Your objective
Arrange every line of the listing below as a Markdown table with the columns Row and Line, numbering the rows and leaving out blank lines. Do not include the pictures in your answer.

───── Listed entries

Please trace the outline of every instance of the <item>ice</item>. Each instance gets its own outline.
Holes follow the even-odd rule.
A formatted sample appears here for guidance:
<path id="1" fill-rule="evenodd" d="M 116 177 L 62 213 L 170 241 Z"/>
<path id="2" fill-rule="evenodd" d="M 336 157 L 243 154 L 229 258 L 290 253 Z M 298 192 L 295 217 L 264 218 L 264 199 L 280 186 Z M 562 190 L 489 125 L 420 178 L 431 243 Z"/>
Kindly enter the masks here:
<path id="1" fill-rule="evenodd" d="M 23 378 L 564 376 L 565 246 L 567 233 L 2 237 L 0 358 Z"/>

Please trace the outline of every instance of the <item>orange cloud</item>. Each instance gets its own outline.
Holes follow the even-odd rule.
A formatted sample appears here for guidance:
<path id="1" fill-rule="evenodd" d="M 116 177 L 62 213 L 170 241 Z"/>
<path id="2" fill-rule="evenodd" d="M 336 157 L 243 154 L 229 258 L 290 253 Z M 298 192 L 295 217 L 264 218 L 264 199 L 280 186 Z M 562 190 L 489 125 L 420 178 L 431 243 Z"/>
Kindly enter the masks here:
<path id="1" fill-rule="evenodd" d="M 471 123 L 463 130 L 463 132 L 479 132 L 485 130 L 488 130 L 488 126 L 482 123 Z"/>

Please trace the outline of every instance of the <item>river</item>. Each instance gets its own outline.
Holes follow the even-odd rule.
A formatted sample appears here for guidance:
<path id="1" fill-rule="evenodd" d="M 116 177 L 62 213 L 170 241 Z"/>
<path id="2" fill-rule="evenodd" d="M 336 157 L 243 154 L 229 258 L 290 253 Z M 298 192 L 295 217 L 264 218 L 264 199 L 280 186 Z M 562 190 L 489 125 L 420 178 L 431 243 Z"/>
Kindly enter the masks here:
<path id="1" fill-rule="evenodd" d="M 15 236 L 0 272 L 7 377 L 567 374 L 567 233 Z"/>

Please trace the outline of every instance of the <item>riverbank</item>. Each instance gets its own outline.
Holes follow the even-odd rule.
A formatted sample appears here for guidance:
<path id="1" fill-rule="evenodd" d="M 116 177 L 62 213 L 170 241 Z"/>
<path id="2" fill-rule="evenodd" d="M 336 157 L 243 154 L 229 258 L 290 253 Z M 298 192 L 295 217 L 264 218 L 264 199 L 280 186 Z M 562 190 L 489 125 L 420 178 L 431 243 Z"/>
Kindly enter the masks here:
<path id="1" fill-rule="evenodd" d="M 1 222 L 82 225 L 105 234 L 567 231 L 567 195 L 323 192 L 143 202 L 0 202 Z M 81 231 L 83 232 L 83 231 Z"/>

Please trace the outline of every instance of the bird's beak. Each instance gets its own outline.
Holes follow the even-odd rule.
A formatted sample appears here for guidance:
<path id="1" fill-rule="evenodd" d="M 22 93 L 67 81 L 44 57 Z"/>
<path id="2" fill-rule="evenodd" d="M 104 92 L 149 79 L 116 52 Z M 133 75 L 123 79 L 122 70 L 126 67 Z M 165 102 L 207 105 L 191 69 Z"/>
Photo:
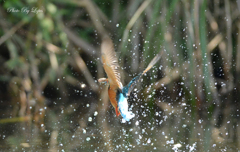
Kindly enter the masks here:
<path id="1" fill-rule="evenodd" d="M 98 83 L 100 83 L 100 84 L 107 84 L 108 83 L 108 79 L 107 78 L 100 78 L 100 79 L 98 79 Z"/>

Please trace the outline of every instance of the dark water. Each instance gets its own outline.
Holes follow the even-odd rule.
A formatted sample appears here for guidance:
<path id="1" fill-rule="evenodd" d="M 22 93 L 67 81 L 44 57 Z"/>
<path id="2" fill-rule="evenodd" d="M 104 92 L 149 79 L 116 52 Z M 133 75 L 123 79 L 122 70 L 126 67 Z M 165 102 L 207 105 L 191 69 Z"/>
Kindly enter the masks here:
<path id="1" fill-rule="evenodd" d="M 238 151 L 238 122 L 216 128 L 192 119 L 186 105 L 164 111 L 141 111 L 130 122 L 94 111 L 87 120 L 79 111 L 46 111 L 45 124 L 1 123 L 1 151 Z M 135 111 L 135 113 L 140 113 Z M 144 113 L 144 114 L 143 114 Z M 235 129 L 234 129 L 235 127 Z"/>

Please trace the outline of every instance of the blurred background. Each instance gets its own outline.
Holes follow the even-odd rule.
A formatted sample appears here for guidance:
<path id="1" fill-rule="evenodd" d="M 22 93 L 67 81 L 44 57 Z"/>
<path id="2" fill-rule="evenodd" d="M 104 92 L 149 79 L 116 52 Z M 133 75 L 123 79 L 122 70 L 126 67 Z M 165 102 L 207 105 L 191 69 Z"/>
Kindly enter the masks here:
<path id="1" fill-rule="evenodd" d="M 1 151 L 237 151 L 239 0 L 3 0 Z M 109 35 L 131 93 L 116 117 L 101 63 Z"/>

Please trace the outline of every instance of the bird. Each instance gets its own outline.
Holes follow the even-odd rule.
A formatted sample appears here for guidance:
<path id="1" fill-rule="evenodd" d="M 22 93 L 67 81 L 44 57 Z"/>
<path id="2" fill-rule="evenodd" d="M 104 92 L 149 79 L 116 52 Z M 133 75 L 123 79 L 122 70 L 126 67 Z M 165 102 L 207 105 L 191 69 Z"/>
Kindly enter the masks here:
<path id="1" fill-rule="evenodd" d="M 109 37 L 103 39 L 101 44 L 101 60 L 108 78 L 100 78 L 98 82 L 109 84 L 108 96 L 117 117 L 121 114 L 125 121 L 129 121 L 135 116 L 135 114 L 128 109 L 127 99 L 133 88 L 139 83 L 140 78 L 149 71 L 160 58 L 161 54 L 158 53 L 144 71 L 134 77 L 126 86 L 123 86 L 121 83 L 120 66 L 118 64 L 113 42 Z"/>

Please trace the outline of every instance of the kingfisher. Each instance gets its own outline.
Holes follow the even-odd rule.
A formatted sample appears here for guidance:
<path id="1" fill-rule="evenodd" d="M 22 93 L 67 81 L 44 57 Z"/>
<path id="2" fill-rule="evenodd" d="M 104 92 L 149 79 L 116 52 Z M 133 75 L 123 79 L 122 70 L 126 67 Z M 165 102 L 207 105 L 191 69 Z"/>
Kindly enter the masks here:
<path id="1" fill-rule="evenodd" d="M 158 62 L 161 55 L 157 54 L 147 68 L 134 77 L 126 86 L 123 86 L 121 83 L 120 66 L 118 64 L 116 52 L 114 51 L 113 42 L 109 37 L 103 39 L 101 44 L 101 56 L 103 68 L 108 78 L 100 78 L 98 82 L 109 84 L 108 96 L 117 117 L 121 114 L 124 120 L 129 121 L 135 114 L 128 110 L 128 96 L 140 81 L 140 78 Z"/>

──────────

Finished task
| Row | Line |
|---|---|
| 1 | Please trace the outline of every instance of the <item>ice</item>. Each instance gets its own outline. |
| 2 | Holes follow the even-odd rule. |
| 3 | A formatted sample appears here for guidance: |
| 4 | <path id="1" fill-rule="evenodd" d="M 116 177 L 62 213 L 170 241 Z"/> |
| 5 | <path id="2" fill-rule="evenodd" d="M 336 157 L 243 154 L 229 258 L 290 253 Z M 298 192 L 295 217 L 264 218 L 264 199 L 280 186 Z M 562 190 L 489 125 L 420 178 L 431 243 Z"/> |
| 6 | Kindly enter the masks here: |
| 7 | <path id="1" fill-rule="evenodd" d="M 23 378 L 564 376 L 565 246 L 567 233 L 2 237 L 0 358 Z"/> |
| 8 | Please trace the outline of every instance of the <item>orange cloud</item>. Each instance gets its own outline. |
| 9 | Holes follow the even-odd rule. |
| 10 | A formatted sample appears here for guidance: |
| 11 | <path id="1" fill-rule="evenodd" d="M 116 177 L 62 213 L 170 241 Z"/> |
| 12 | <path id="2" fill-rule="evenodd" d="M 336 157 L 243 154 L 229 258 L 290 253 Z M 298 192 L 295 217 L 264 218 L 264 199 L 280 186 Z M 562 190 L 489 125 L 420 178 L 431 243 Z"/> |
| 13 | Kindly enter the masks here: |
| 14 | <path id="1" fill-rule="evenodd" d="M 471 123 L 463 130 L 463 132 L 479 132 L 485 130 L 488 130 L 488 126 L 482 123 Z"/> |
| 15 | Please trace the outline of every instance of the <item>river</item>. Each instance gets its own outline. |
| 16 | Holes follow the even-odd rule. |
| 17 | A formatted sample appears here for guidance: |
| 18 | <path id="1" fill-rule="evenodd" d="M 116 177 L 62 213 L 170 241 Z"/> |
| 19 | <path id="2" fill-rule="evenodd" d="M 336 157 L 243 154 L 229 258 L 290 253 Z M 298 192 L 295 217 L 264 218 L 264 199 L 280 186 Z M 562 190 L 489 125 L 420 178 L 431 243 Z"/> |
| 20 | Kindly enter the masks here: |
| 21 | <path id="1" fill-rule="evenodd" d="M 15 236 L 0 272 L 7 377 L 567 374 L 567 233 Z"/> |
| 22 | Please trace the outline of every instance of the <item>riverbank</item>. Each instance gets its own outline. |
| 23 | Holes follow the even-odd rule. |
| 24 | A formatted sample appears here for guidance: |
| 25 | <path id="1" fill-rule="evenodd" d="M 116 177 L 62 213 L 170 241 Z"/> |
| 26 | <path id="2" fill-rule="evenodd" d="M 336 157 L 243 154 L 229 258 L 290 253 Z M 298 192 L 295 217 L 264 218 L 264 199 L 280 186 Z M 562 190 L 489 125 L 420 178 L 431 243 Z"/> |
| 27 | Kindly enter the masks here: |
| 28 | <path id="1" fill-rule="evenodd" d="M 1 222 L 82 225 L 105 234 L 567 231 L 567 195 L 323 192 L 143 202 L 0 202 Z M 81 231 L 83 232 L 83 231 Z"/> |
| 29 | Please trace the outline of every instance of the bird's beak. Each instance gets its own outline. |
| 30 | Holes follow the even-odd rule. |
| 31 | A formatted sample appears here for guidance: |
| 32 | <path id="1" fill-rule="evenodd" d="M 22 93 L 67 81 L 44 57 Z"/> |
| 33 | <path id="2" fill-rule="evenodd" d="M 104 92 L 149 79 L 116 52 Z M 133 75 L 123 79 L 122 70 L 126 67 Z M 165 102 L 207 105 L 191 69 Z"/> |
| 34 | Photo: |
| 35 | Kindly enter the masks here: |
| 36 | <path id="1" fill-rule="evenodd" d="M 98 83 L 100 83 L 100 84 L 107 84 L 108 83 L 108 79 L 107 78 L 100 78 L 100 79 L 98 79 Z"/> |
| 37 | Please trace the outline of every instance of the dark water. Each instance gets its own outline. |
| 38 | Holes follow the even-odd rule. |
| 39 | A formatted sample appears here for guidance: |
| 40 | <path id="1" fill-rule="evenodd" d="M 22 93 L 67 81 L 44 57 Z"/> |
| 41 | <path id="2" fill-rule="evenodd" d="M 104 92 L 149 79 L 116 52 Z M 133 75 L 123 79 L 122 70 L 126 67 Z M 165 102 L 207 105 L 191 69 Z"/> |
| 42 | Kindly enter the masks here: |
| 43 | <path id="1" fill-rule="evenodd" d="M 238 151 L 238 122 L 216 128 L 192 119 L 186 105 L 164 111 L 141 111 L 130 122 L 94 111 L 87 120 L 79 111 L 46 111 L 45 124 L 1 123 L 1 151 Z M 135 111 L 135 113 L 140 113 Z M 144 113 L 144 114 L 143 114 Z M 235 129 L 234 129 L 235 127 Z"/> |
| 44 | Please trace the outline of every instance of the blurred background. Each instance gets its own outline. |
| 45 | Holes follow the even-odd rule. |
| 46 | A formatted sample appears here for guidance: |
| 47 | <path id="1" fill-rule="evenodd" d="M 22 93 L 67 81 L 44 57 Z"/> |
| 48 | <path id="2" fill-rule="evenodd" d="M 104 92 L 149 79 L 116 52 Z M 133 75 L 123 79 L 122 70 L 126 67 Z M 165 102 L 207 105 L 191 69 Z"/> |
| 49 | Kindly enter the masks here: |
| 50 | <path id="1" fill-rule="evenodd" d="M 1 151 L 237 151 L 239 0 L 3 0 Z M 109 35 L 131 93 L 116 117 L 101 63 Z"/> |
| 51 | Please trace the outline of every instance of the bird. Each instance gets its own outline. |
| 52 | Holes follow the even-odd rule. |
| 53 | A formatted sample appears here for guidance: |
| 54 | <path id="1" fill-rule="evenodd" d="M 22 93 L 67 81 L 44 57 Z"/> |
| 55 | <path id="2" fill-rule="evenodd" d="M 104 92 L 149 79 L 116 52 Z M 133 75 L 123 79 L 122 70 L 126 67 Z M 165 102 L 207 105 L 191 69 Z"/> |
| 56 | Kindly enter the masks here: |
| 57 | <path id="1" fill-rule="evenodd" d="M 109 37 L 103 39 L 101 44 L 101 60 L 108 78 L 100 78 L 98 82 L 109 84 L 108 96 L 117 117 L 121 114 L 125 121 L 129 121 L 135 116 L 135 114 L 128 109 L 127 99 L 133 88 L 139 83 L 140 78 L 149 71 L 160 58 L 161 54 L 158 53 L 144 71 L 134 77 L 126 86 L 123 86 L 121 83 L 120 66 L 118 64 L 113 42 Z"/> |
| 58 | Please trace the outline of every instance of the kingfisher. Each instance gets its own outline. |
| 59 | Holes follow the even-odd rule. |
| 60 | A formatted sample appears here for guidance: |
| 61 | <path id="1" fill-rule="evenodd" d="M 22 93 L 67 81 L 44 57 Z"/> |
| 62 | <path id="2" fill-rule="evenodd" d="M 104 92 L 149 79 L 116 52 Z M 133 75 L 123 79 L 122 70 L 126 67 Z M 165 102 L 207 105 L 191 69 Z"/> |
| 63 | Kindly enter the masks here: |
| 64 | <path id="1" fill-rule="evenodd" d="M 158 62 L 161 55 L 157 54 L 147 68 L 134 77 L 126 86 L 123 86 L 121 83 L 120 66 L 118 64 L 116 52 L 114 51 L 113 42 L 109 37 L 103 39 L 101 44 L 101 56 L 103 68 L 108 78 L 100 78 L 98 82 L 109 84 L 108 96 L 117 117 L 121 114 L 124 120 L 129 121 L 135 114 L 128 110 L 128 96 L 140 81 L 140 78 Z"/> |